Qué se pide:
Según el texto sobre el Partido Popular, ¿qué pone este partido por encima de todas las demás consideraciones?

Texto para leer:
• • • • • • •

El coste de las malas prácticas
La incapacidad radical del PP para identificar y purgar la mentira y la corrupción en sus filas es lo que acabará con él
En Estados Unidos, un conservador es, desde luego, alguien adverso a los cambios rápidos, alguien que cree que debe preservarse la moral tradicional, que apoya radicalmente el libre mercado y que tiene un fuerte sentimiento federalista. En Reino Unido no existe propiamente el sentimiento federal, pero se incluirá, seguramente, limitar el poder de los sindicatos y exaltar el valor de la sociedad frente al Estado. Lo característico del Partido Popular español, el equivalente local de esos otros conservadores, es que, por encima de todas estas consideraciones, antepone la lealtad al grupo y a sus dirigentes, con total ceguera. Por eso, los tories británicos pudieron echar a Margaret Thatcher en un momento dado, y los republicanos estadounidenses, dejar de lado a Sarah Palin, mientras que en España el PP suda sangre para librarse de Cristina Cifuentes o de personajes como Rajoy. Peor aún, por eso el PP es capaz de acoger con una enorme ovación a Cifuentes en la convención de Sevilla, uno de los momentos más tristes de la historia de ese partido, si no se tienen en cuenta, claro, los bochornosos vítores con que sus diputados acogieron la invasión de Irak.

• • • • • • •

Lista del material:

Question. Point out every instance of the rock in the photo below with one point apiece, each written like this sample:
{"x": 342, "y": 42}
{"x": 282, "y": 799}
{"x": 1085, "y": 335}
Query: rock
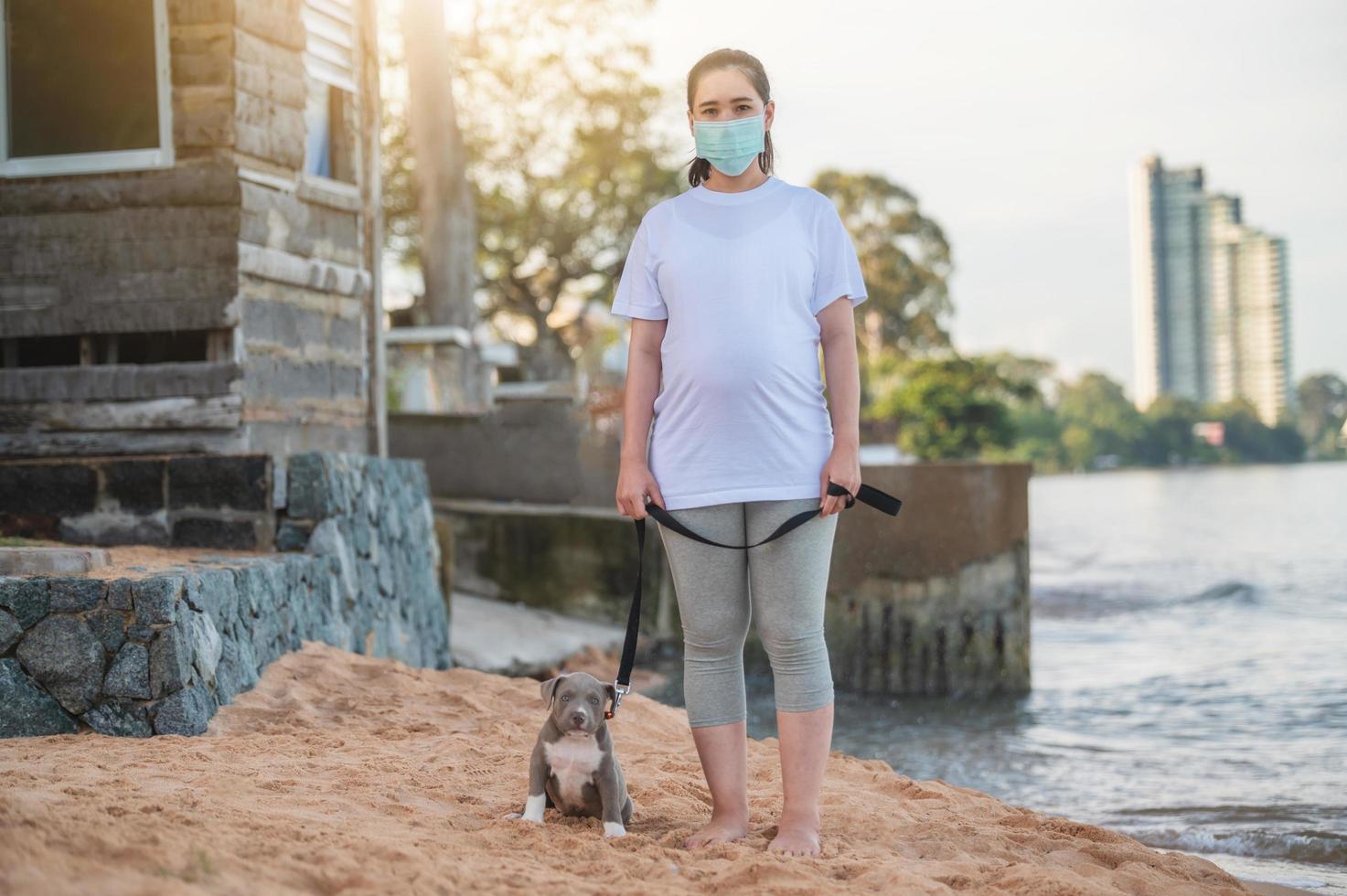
{"x": 27, "y": 599}
{"x": 65, "y": 657}
{"x": 156, "y": 599}
{"x": 237, "y": 670}
{"x": 26, "y": 710}
{"x": 120, "y": 719}
{"x": 293, "y": 535}
{"x": 119, "y": 594}
{"x": 327, "y": 540}
{"x": 386, "y": 571}
{"x": 74, "y": 594}
{"x": 130, "y": 674}
{"x": 205, "y": 645}
{"x": 110, "y": 627}
{"x": 137, "y": 631}
{"x": 10, "y": 631}
{"x": 170, "y": 660}
{"x": 214, "y": 593}
{"x": 185, "y": 711}
{"x": 362, "y": 535}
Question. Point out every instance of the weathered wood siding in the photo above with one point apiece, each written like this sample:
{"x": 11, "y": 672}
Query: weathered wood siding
{"x": 233, "y": 239}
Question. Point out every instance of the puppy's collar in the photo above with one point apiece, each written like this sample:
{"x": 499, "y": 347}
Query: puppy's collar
{"x": 618, "y": 691}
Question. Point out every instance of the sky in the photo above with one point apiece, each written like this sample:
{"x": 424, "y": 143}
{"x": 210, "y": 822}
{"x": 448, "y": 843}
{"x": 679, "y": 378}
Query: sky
{"x": 1014, "y": 124}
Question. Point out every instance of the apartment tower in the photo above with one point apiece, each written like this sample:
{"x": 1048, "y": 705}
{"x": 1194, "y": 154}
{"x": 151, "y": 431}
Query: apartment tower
{"x": 1210, "y": 295}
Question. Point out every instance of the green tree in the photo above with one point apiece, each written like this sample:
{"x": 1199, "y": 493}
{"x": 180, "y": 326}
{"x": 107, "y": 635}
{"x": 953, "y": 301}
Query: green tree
{"x": 948, "y": 407}
{"x": 561, "y": 161}
{"x": 1168, "y": 432}
{"x": 904, "y": 259}
{"x": 1323, "y": 409}
{"x": 1096, "y": 420}
{"x": 1249, "y": 440}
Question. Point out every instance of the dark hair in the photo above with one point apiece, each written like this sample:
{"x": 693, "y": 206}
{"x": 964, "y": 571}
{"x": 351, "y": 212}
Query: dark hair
{"x": 700, "y": 168}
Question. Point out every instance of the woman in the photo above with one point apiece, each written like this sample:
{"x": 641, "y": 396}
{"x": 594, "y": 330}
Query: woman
{"x": 732, "y": 287}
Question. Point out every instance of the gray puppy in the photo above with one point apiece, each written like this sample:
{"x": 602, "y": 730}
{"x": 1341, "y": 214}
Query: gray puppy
{"x": 574, "y": 765}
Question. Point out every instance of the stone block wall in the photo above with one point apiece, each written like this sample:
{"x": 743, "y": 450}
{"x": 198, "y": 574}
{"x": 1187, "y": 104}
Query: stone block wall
{"x": 167, "y": 500}
{"x": 159, "y": 653}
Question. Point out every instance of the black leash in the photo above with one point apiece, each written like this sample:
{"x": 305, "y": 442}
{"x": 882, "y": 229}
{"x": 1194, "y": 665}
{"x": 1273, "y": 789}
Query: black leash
{"x": 623, "y": 683}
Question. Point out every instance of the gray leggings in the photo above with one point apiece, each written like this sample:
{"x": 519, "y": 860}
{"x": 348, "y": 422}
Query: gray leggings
{"x": 785, "y": 582}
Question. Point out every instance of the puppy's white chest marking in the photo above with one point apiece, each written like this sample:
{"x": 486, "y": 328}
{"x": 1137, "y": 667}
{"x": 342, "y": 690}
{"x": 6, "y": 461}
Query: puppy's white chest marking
{"x": 572, "y": 760}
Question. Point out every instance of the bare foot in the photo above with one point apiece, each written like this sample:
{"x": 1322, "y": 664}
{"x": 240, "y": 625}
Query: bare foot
{"x": 718, "y": 830}
{"x": 796, "y": 837}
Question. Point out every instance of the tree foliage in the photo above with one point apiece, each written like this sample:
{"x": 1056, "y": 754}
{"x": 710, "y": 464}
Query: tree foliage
{"x": 904, "y": 259}
{"x": 555, "y": 115}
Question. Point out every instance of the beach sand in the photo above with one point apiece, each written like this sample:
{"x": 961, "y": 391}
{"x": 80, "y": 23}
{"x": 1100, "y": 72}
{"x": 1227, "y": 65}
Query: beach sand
{"x": 342, "y": 773}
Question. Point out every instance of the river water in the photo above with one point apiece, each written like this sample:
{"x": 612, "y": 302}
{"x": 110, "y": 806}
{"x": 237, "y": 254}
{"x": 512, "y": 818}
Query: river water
{"x": 1190, "y": 671}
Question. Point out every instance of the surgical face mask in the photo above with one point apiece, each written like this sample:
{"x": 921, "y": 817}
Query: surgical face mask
{"x": 731, "y": 145}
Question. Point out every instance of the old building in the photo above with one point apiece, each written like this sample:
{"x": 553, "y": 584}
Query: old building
{"x": 188, "y": 227}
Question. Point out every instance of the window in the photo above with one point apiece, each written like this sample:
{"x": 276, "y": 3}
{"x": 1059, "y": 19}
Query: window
{"x": 330, "y": 69}
{"x": 84, "y": 87}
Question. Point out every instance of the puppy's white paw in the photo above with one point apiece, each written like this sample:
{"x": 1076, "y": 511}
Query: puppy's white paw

• • • • • • •

Solución:
La lealtad al grupo y a sus dirigentes, con total ceguera.